*** Opening Selected extract ***
GPT-2 Source Code Notes, Part 2: Sampling and Generation (sample.py)

GPT-2 Source Code Notes, Part 2: Sampling and Generation (sample.py)

Sampling in GPT-2 is almost minimalistic. Here we look directly at top-k, temperature, and the single-token autoregressive loop that drove early generation behavior.

The sampling file in GPT-2 is a very short piece of code, but conceptually this is where a lot of modern inference habits come from. It shows temperature, top-k filtering, and the token-by-token generation loop using a KV cache.

Top-k in plain TensorFlow

def top_k_logits(logits, k):
    if k == 0:
        # no truncation
        return logits

    def _top_k():
        values, _ = tf.nn.top_k(logits, k=k)
        min_values = values[:, -1, tf.newaxis]
        return tf.where(
            logits < min_values,
            tf.ones_like(logits, dtype=logits.dtype) * -1e10,
            logits,
        )

This is simple. If k is zero, you keep all logits. Otherwise, find the kth largest per row and zero out everything below it by assigning a very negative number. After softmax those tokens basically vanish.

Top-k here is not conceptual theory. It is directly visible logic.

One forward pass with the cache

def step(hparams, tokens, past=None):
    lm_output = model.model(hparams=hparams, X=tokens, past=past, reuse=tf.AUTO_REUSE)
    logits = lm_output['logits'][:, :, :hparams.n_vocab]
    presents = lm_output['present']
    presents.set_shape(model.past_shape(hparams=hparams, batch_size=tokens.shape[0]))
    return {
        'logits': logits,
        'presents': presents,
    }

This function handles one step of autoregressive inference.
Instead of passing the entire sequence every time, GPT-2 passes only the last token plus the cache.
*** Closing Selected extract ***
*** Opening Extracted data ***
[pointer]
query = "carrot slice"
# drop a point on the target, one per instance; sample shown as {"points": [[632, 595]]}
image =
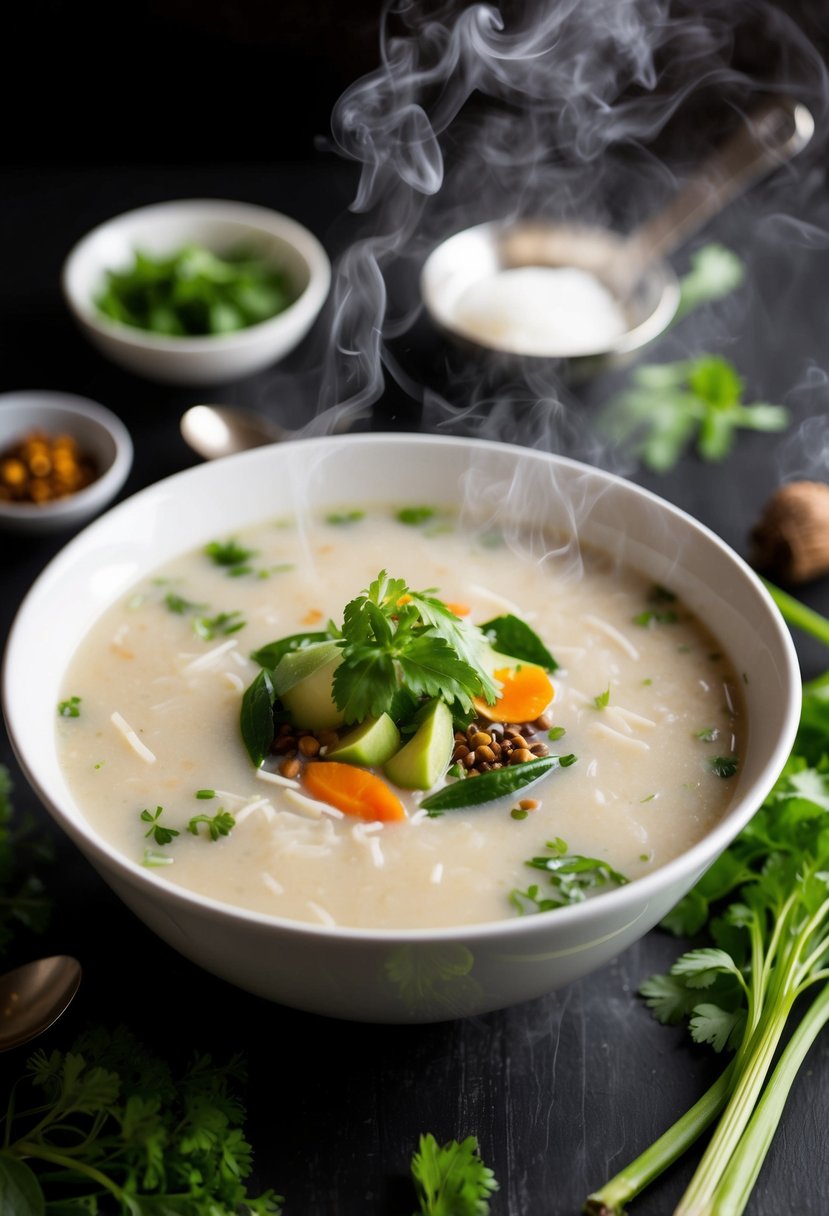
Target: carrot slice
{"points": [[525, 693], [353, 791]]}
*** Closing Extracted data ***
* _Work instruction_
List every function defined with "def" in the GPT-2 sampling notes. Rely only on the text when responding.

* _Solution below_
top_k_logits, _top_k, step